Problem
Each line of the records containing "instance" is to be copied out and returned.

BEGIN

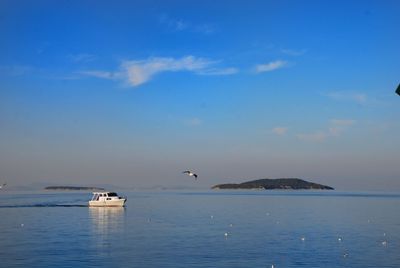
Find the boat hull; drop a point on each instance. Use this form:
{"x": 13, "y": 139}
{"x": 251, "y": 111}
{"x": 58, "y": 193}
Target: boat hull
{"x": 108, "y": 203}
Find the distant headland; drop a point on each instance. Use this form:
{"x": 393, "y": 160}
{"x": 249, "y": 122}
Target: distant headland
{"x": 73, "y": 188}
{"x": 272, "y": 184}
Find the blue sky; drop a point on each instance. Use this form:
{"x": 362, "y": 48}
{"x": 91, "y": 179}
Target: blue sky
{"x": 133, "y": 92}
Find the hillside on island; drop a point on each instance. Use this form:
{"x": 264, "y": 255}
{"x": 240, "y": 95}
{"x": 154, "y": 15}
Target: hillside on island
{"x": 271, "y": 184}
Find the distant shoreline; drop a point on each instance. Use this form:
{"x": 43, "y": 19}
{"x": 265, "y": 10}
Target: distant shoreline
{"x": 274, "y": 184}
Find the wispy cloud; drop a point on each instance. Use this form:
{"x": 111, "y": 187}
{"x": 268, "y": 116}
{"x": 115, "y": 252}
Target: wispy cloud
{"x": 219, "y": 71}
{"x": 336, "y": 128}
{"x": 16, "y": 70}
{"x": 82, "y": 57}
{"x": 358, "y": 97}
{"x": 293, "y": 52}
{"x": 103, "y": 74}
{"x": 138, "y": 72}
{"x": 280, "y": 130}
{"x": 178, "y": 25}
{"x": 270, "y": 66}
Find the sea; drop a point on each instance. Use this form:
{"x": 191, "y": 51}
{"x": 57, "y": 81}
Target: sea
{"x": 211, "y": 228}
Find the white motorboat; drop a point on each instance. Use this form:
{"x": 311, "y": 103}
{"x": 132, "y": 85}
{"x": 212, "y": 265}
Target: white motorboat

END

Answer space
Find the boat hull; drop a point on each instance. Use this form:
Find the distant headland; drop a point on each instance. Use this form:
Find the blue sky; drop a point on each instance. Use this form:
Find the hillside on island; drop a point on each instance. Use this form:
Find the distant shoreline; drop a point on each instance. Use this form:
Find the wispy cloud; drop a point on each instance. Use this form:
Find the sea; drop a point on each instance. Use this form:
Find the white motorboat; drop a point on each instance. Use this form:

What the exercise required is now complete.